- [Data records]
##########
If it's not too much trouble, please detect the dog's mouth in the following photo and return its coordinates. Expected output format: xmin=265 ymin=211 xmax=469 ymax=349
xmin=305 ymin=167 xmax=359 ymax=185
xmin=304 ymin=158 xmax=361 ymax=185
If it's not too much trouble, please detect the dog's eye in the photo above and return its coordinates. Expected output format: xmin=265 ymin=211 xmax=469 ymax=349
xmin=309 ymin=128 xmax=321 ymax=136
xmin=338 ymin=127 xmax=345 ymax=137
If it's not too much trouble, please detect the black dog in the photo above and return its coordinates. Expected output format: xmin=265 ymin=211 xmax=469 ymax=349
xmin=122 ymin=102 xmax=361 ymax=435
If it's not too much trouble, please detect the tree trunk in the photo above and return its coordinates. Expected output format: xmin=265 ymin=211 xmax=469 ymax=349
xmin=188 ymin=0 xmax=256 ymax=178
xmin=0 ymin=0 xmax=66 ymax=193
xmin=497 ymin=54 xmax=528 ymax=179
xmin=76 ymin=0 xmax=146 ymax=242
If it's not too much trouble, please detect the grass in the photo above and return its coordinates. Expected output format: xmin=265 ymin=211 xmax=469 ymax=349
##########
- [Brief]
Write out every record, exactly as written.

- [Answer section]
If it's not too much trouble, please detect the dog's mouth in the following photo and return its coordinates. Expected output format: xmin=265 ymin=211 xmax=469 ymax=349
xmin=305 ymin=167 xmax=359 ymax=185
xmin=304 ymin=158 xmax=361 ymax=185
If it's not too much trouble, please detect the dog's eye in the photo above and return its coordinates. Expected output format: xmin=265 ymin=211 xmax=469 ymax=349
xmin=309 ymin=128 xmax=321 ymax=136
xmin=338 ymin=127 xmax=345 ymax=137
If it's not too much trouble, please detect the black dog in the photo above and return its coordinates. Expected output format: xmin=265 ymin=211 xmax=469 ymax=349
xmin=122 ymin=102 xmax=361 ymax=435
If it's not too much trouble, please detect the tree trunk in the photo above and return its coordinates. Expected output format: xmin=265 ymin=211 xmax=469 ymax=349
xmin=188 ymin=0 xmax=256 ymax=178
xmin=0 ymin=0 xmax=66 ymax=193
xmin=497 ymin=54 xmax=528 ymax=179
xmin=76 ymin=0 xmax=146 ymax=242
If it's not too much trouble, please detect the grass in the photo above and return its coordinates. Expected output format: xmin=265 ymin=211 xmax=469 ymax=349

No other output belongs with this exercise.